### Dataset excerpts on object pointing

::::

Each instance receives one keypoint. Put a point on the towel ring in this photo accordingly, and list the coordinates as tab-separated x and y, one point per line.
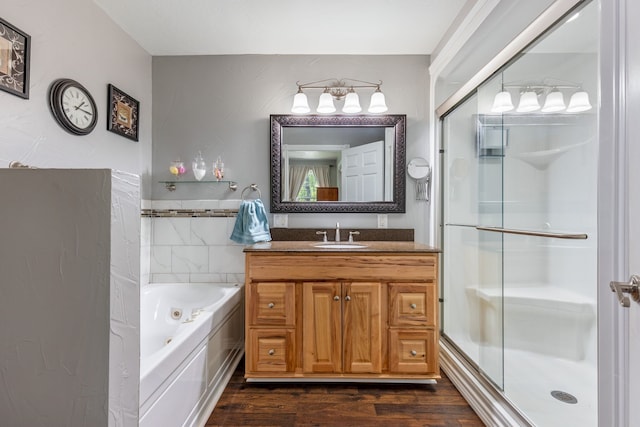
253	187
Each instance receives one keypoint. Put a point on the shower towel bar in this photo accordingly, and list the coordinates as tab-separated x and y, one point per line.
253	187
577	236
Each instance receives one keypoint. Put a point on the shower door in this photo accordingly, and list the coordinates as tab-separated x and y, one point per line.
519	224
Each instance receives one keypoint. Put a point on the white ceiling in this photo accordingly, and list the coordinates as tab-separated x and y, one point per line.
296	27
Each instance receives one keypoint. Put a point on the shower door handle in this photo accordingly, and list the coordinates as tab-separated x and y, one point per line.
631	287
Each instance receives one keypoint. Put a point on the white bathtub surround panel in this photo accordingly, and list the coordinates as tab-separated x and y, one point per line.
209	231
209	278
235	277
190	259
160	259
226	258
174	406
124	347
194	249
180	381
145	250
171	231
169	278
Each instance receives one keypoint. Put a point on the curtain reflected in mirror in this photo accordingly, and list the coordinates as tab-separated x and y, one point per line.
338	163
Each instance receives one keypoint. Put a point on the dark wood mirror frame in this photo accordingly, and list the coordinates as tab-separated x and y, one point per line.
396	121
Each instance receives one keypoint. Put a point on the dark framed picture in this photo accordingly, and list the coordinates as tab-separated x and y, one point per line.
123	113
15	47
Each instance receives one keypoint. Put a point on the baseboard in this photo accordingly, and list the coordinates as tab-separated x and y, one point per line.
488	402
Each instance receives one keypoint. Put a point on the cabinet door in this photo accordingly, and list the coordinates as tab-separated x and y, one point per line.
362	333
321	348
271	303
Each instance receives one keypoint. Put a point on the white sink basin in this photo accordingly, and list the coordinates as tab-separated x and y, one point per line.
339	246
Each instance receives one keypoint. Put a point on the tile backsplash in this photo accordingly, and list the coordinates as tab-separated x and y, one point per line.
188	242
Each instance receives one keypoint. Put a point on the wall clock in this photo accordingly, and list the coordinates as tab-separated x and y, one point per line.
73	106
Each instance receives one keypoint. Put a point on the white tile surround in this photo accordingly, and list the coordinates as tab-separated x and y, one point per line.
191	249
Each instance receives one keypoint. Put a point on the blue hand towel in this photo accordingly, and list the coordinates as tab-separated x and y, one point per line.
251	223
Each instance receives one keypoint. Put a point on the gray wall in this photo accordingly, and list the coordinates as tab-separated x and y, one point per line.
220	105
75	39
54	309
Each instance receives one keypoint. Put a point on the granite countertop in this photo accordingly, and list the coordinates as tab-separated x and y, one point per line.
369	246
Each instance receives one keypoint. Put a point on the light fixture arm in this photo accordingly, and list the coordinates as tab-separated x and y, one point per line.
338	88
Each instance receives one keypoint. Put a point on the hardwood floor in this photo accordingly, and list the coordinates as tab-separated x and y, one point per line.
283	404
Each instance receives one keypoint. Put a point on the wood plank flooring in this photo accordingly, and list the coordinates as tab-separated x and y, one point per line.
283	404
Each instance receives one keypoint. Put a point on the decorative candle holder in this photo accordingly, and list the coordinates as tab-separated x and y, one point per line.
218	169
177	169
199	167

::::

### WHAT IS ASKED
Please update the records starting with the line that contains "Each instance receives one keypoint. Put a point on the light" and going on through the end of the records, changing "candle holder" to "candlestick" and keeping everything else the same. Return only those lines.

### ANSWER IN FULL
Each instance receives one keypoint. Put a point on the light fixture arm in this photo accordingly, and list the coordinates as tab-separated x and y, one point per line.
338	88
Each instance receives one keypoint. Put a point on the hardwood floor in this photo accordingly, and list the coordinates as tab-separated x and y, one point per line.
283	404
Each instance receives one keypoint. Put a point on the wood plank flooring in this photo accordingly, and list the coordinates as tab-separated x and y, one point per line.
283	404
Each instance receives one keypoint. Put a point on the decorative candlestick in this photo accordingly, and list the coordinates as tab-separated x and y, one point per line.
218	169
177	169
199	167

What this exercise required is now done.